## Aim
Every entry below should be repeated exactly; the pictures should not.

## Data for the task
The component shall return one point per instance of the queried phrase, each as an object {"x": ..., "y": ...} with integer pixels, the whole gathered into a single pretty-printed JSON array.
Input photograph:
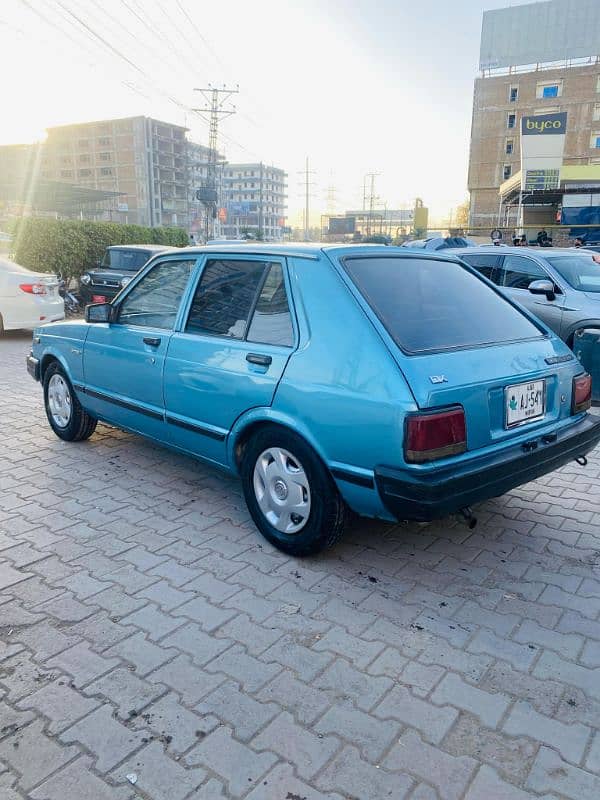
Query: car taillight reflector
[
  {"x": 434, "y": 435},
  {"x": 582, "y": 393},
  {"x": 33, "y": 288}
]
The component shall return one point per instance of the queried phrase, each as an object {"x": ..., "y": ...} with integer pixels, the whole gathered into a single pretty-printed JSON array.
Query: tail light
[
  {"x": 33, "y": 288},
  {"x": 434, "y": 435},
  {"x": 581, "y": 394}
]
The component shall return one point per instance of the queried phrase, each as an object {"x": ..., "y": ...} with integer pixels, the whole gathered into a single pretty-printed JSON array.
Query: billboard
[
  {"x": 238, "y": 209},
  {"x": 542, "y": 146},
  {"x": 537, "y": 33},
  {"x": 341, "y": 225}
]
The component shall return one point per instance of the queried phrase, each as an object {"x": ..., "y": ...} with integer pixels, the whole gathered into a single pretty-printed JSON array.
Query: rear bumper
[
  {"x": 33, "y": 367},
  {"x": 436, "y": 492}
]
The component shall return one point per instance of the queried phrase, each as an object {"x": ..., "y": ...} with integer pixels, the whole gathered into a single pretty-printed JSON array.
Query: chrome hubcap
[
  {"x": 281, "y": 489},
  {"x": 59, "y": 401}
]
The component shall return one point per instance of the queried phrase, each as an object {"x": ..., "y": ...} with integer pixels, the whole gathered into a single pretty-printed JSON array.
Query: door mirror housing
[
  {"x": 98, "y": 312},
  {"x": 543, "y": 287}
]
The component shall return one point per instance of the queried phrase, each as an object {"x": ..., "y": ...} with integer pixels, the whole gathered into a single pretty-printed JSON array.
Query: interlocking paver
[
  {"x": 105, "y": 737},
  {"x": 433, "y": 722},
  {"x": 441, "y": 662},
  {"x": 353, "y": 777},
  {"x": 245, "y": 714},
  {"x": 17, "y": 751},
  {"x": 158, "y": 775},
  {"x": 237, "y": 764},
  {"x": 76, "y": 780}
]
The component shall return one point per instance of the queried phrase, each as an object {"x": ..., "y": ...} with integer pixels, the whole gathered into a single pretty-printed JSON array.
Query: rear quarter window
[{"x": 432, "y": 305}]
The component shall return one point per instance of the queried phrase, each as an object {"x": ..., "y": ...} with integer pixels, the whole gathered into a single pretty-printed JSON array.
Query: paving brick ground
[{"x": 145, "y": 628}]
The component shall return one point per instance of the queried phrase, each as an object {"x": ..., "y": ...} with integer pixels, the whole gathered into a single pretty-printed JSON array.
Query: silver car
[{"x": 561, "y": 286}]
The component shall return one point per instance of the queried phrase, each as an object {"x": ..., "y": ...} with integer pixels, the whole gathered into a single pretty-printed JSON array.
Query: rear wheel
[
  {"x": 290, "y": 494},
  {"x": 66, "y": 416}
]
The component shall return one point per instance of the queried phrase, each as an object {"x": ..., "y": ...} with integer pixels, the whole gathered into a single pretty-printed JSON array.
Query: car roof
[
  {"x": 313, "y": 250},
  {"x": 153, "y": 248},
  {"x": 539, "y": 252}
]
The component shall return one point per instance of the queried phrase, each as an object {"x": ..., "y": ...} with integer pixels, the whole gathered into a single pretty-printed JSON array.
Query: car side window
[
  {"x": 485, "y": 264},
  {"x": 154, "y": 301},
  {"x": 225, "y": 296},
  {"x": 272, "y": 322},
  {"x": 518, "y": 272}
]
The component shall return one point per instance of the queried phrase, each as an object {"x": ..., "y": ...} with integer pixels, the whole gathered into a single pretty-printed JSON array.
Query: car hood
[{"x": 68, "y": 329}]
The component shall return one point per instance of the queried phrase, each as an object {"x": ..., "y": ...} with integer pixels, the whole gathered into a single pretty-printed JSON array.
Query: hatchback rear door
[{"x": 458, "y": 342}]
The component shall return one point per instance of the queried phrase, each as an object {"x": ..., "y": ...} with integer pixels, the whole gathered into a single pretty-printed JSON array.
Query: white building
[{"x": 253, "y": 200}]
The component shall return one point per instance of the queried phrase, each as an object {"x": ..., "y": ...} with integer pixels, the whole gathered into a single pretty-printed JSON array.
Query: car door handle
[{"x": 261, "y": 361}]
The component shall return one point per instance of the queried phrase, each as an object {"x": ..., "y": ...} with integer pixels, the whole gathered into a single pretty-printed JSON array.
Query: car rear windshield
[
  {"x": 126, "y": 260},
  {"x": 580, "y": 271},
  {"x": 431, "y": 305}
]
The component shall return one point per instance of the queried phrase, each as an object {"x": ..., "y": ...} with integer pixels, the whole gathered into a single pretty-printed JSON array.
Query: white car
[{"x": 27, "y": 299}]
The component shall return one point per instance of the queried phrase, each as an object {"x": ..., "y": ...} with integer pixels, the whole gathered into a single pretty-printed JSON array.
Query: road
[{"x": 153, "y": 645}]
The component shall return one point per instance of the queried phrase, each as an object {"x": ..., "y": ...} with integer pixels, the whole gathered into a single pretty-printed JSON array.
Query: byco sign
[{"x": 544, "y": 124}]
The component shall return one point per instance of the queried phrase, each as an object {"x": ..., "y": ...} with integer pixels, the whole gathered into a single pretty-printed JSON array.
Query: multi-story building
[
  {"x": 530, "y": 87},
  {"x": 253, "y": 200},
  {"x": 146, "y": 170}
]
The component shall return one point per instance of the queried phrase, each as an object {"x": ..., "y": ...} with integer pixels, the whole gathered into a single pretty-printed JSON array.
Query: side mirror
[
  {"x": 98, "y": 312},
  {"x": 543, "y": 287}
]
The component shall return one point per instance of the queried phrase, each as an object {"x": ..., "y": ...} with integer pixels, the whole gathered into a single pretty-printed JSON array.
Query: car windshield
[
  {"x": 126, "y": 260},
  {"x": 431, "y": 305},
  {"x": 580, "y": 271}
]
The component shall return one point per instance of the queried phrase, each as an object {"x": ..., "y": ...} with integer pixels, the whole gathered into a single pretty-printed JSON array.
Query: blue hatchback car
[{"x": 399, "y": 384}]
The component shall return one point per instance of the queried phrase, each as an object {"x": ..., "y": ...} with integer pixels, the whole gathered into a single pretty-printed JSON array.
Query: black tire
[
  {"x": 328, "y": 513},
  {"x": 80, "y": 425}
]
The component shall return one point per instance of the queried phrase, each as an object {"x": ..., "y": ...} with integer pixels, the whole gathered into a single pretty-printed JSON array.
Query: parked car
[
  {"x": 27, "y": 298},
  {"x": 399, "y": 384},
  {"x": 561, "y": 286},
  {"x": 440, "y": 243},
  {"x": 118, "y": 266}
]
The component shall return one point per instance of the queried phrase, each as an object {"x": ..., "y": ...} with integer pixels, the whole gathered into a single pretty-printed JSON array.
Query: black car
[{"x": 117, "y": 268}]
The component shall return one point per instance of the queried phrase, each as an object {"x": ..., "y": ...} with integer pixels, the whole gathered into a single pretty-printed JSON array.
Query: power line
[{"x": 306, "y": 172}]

## Response to the task
The component shall return one point per instance of the queried phrase, each as an object {"x": ..., "y": ...} with integer pixels, the whole gathered into a single pretty-printed JSON array.
Input photograph:
Query: car taillight reflector
[
  {"x": 434, "y": 435},
  {"x": 582, "y": 393},
  {"x": 33, "y": 288}
]
The component shall return one point per instance of the queried phrase, each as an object {"x": ..., "y": ...} with integer pixels, the whole gathered into a single pretty-printed JSON array.
Query: tail light
[
  {"x": 33, "y": 288},
  {"x": 434, "y": 435},
  {"x": 581, "y": 394}
]
The component shall return one point per instance of the queried phrase, each as an object {"x": ..., "y": ...} with integer pixels, the whole gathered into a single pretty-printed JSON array.
Query: billboard
[
  {"x": 238, "y": 209},
  {"x": 542, "y": 146},
  {"x": 537, "y": 33},
  {"x": 341, "y": 225}
]
The component shall return one point per instance of the queried phrase, each as an object {"x": ..., "y": ...} with integer pixels, the whole gathered into a single pretty-printed JSON array.
Query: rear bumper
[
  {"x": 33, "y": 367},
  {"x": 436, "y": 492}
]
The component shall return one point per instance of the queried phrase, each as an object {"x": ..., "y": ...} with integer pixels, the whole gathered into a single pretty-printed JSON array.
Query: chrome hubcap
[
  {"x": 281, "y": 489},
  {"x": 59, "y": 401}
]
The component shall return one point per instance of the queried phrase, each as an object {"x": ..., "y": ...} with integer pixels, the whole gathered into a single pretty-printed JSON array.
Query: door mirror housing
[
  {"x": 98, "y": 312},
  {"x": 543, "y": 287}
]
The component shall return one point per instance of the queried phrase, each as an object {"x": ..., "y": ...} with integer pixels, the whole gathered into a single pretty-printed JSON array.
Query: interlocking paver
[
  {"x": 105, "y": 737},
  {"x": 433, "y": 722},
  {"x": 441, "y": 662},
  {"x": 353, "y": 777},
  {"x": 245, "y": 714},
  {"x": 17, "y": 751},
  {"x": 158, "y": 775},
  {"x": 237, "y": 764},
  {"x": 76, "y": 780}
]
The component shall return one point per instance of the queried phrase, each as an object {"x": ..., "y": ...} with integer pixels, the whole gathered into a single pretty-printed JSON array.
Query: rear quarter window
[{"x": 432, "y": 305}]
The component shall return one point per instance of the queried phrase, each as an object {"x": ..., "y": ...} with integer pixels, the whole gathered into a single pretty-printed JSON array.
Query: paving brick ground
[{"x": 145, "y": 628}]
The component shall return one point per instance of the queried phrase, each as an object {"x": ..., "y": ...} with integer pixels, the whole gathered into a single pretty-printed JSON array.
Query: silver car
[{"x": 561, "y": 286}]
The component shall return one point per instance of the queried phrase, each as an object {"x": ..., "y": ...} with integer pixels, the whole gathered into a single pretty-printed JSON array.
Query: rear wheel
[
  {"x": 290, "y": 494},
  {"x": 66, "y": 416}
]
The component shall return one point per instance of the queried phrase, each as an object {"x": ..., "y": ...} with integer pixels, the whole gathered into a single pretty-printed JSON array.
Query: car roof
[
  {"x": 313, "y": 250},
  {"x": 153, "y": 248},
  {"x": 539, "y": 252}
]
The component shall return one point per instance of the queried phrase, each as an object {"x": ..., "y": ...} with integer pixels, the whole gathered into a single pretty-printed JSON array.
Query: car side window
[
  {"x": 485, "y": 264},
  {"x": 154, "y": 301},
  {"x": 225, "y": 296},
  {"x": 272, "y": 322},
  {"x": 518, "y": 272}
]
The component shall return one point per instance of the queried phrase, each as an object {"x": ..., "y": ...} with integer pixels, the whole gathered into a single pretty-printed JSON array.
Query: car hood
[{"x": 68, "y": 329}]
The component shall return one point per instance of the queried phrase, each as an object {"x": ..., "y": ...} with integer pixels, the whole gathered into a single pretty-printed JSON array.
Query: hatchback rear door
[{"x": 458, "y": 342}]
The component shall return one point per instance of the queried phrase, each as an object {"x": ..., "y": ...} with integer pixels, the whole gathered into a single pretty-printed JSON array.
Query: white building
[{"x": 253, "y": 200}]
The component shall return one point per instance of the queried phrase, each as an object {"x": ..., "y": ...} with integer pixels, the whole gathered into a single pretty-printed JSON array.
Query: car door handle
[{"x": 261, "y": 361}]
The component shall return one point per instance of the queried phrase, each as an object {"x": ..., "y": ...} with integer pixels, the whole gathered into a single pretty-printed JSON array.
Query: car rear windshield
[
  {"x": 126, "y": 260},
  {"x": 580, "y": 271},
  {"x": 431, "y": 305}
]
The component shall return one point per instance of the queried phrase, each as an object {"x": ..., "y": ...} with integer pixels, the whole gathered into a single pretty-printed JSON array.
Query: white car
[{"x": 27, "y": 299}]
The component shall return one point per instance of the queried phrase, each as an object {"x": ..., "y": ...} with integer pixels, the whole gathered into a single pretty-printed JSON array.
Query: road
[{"x": 153, "y": 645}]
The component shall return one point per instance of the queried phrase, each as an object {"x": ..., "y": ...} with integer pixels, the whole gathered into a single pretty-printed JSON array.
Query: byco sign
[{"x": 544, "y": 124}]
The component shall return one point per instance of the queried phrase, each as an object {"x": ..., "y": ...} with integer pixels, the whole gathered into a single pretty-printed JSON array.
Query: multi-story building
[
  {"x": 530, "y": 87},
  {"x": 253, "y": 200},
  {"x": 146, "y": 170}
]
The component shall return one point per instance of the queried phrase, each as an object {"x": ..., "y": ...} with integer pixels, the whole gathered into a single pretty-printed JSON array.
Query: side mirror
[
  {"x": 98, "y": 312},
  {"x": 543, "y": 287}
]
The component shall return one point per instance of the queried phrase, each as an object {"x": ..., "y": ...} with integer pixels, the whole gathered into a single pretty-printed JSON array.
Query: car windshield
[
  {"x": 126, "y": 260},
  {"x": 431, "y": 305},
  {"x": 580, "y": 271}
]
The component shall return one point per instance of the queried phrase, each as an object {"x": ..., "y": ...} with integer pixels, the whole gathered into a single pretty-printed JSON array.
Query: blue hatchback car
[{"x": 399, "y": 384}]
The component shall return one point per instance of the queried phrase, each as an object {"x": ..., "y": ...} with integer pixels, the whole gathered into a single pretty-printed JSON array.
Query: black tire
[
  {"x": 328, "y": 513},
  {"x": 80, "y": 425}
]
The component shall return one point per instance of the queried phrase, each as an object {"x": ..., "y": ...} with integer pixels, the whole gathered into a single pretty-printed JSON array.
Query: parked car
[
  {"x": 27, "y": 298},
  {"x": 399, "y": 384},
  {"x": 561, "y": 286},
  {"x": 440, "y": 243},
  {"x": 118, "y": 266}
]
The component shall return one point per instance of the queried phrase, each as an object {"x": ..., "y": ...} with integer pixels, the whole gathered into a single pretty-printed JSON array.
Query: black car
[{"x": 117, "y": 268}]
The component shall return one point per instance of the queried phrase, each as an object {"x": ..., "y": ...} with integer pixels, the whole gathered into a single pretty-printed JSON array.
Query: power line
[{"x": 306, "y": 172}]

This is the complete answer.